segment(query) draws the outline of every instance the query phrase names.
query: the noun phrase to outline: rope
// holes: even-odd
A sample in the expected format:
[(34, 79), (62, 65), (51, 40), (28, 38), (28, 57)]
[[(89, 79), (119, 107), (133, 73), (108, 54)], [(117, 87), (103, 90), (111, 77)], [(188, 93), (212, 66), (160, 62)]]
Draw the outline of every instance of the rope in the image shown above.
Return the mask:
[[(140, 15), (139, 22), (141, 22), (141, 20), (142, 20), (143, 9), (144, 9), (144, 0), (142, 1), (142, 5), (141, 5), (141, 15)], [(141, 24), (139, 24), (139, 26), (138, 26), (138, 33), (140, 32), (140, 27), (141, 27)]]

+++

**Exercise description:** Write down every entry exactly.

**Answer box:**
segment(query) draws the outline of every instance the query phrase names.
query: the noun phrase to outline: rope
// holes: even-odd
A sample in the expected format:
[(34, 79), (62, 65), (51, 40), (28, 38), (28, 57)]
[[(89, 79), (119, 107), (133, 73), (108, 54)], [(117, 87), (103, 90), (111, 77)], [(188, 93), (212, 66), (160, 62)]]
Draw the outline of every instance of the rope in the image shown above.
Return the mask:
[[(140, 15), (139, 22), (141, 22), (141, 20), (142, 20), (143, 9), (144, 9), (144, 0), (142, 1), (142, 5), (141, 5), (141, 15)], [(141, 24), (139, 24), (139, 26), (138, 26), (138, 33), (140, 32), (140, 27), (141, 27)]]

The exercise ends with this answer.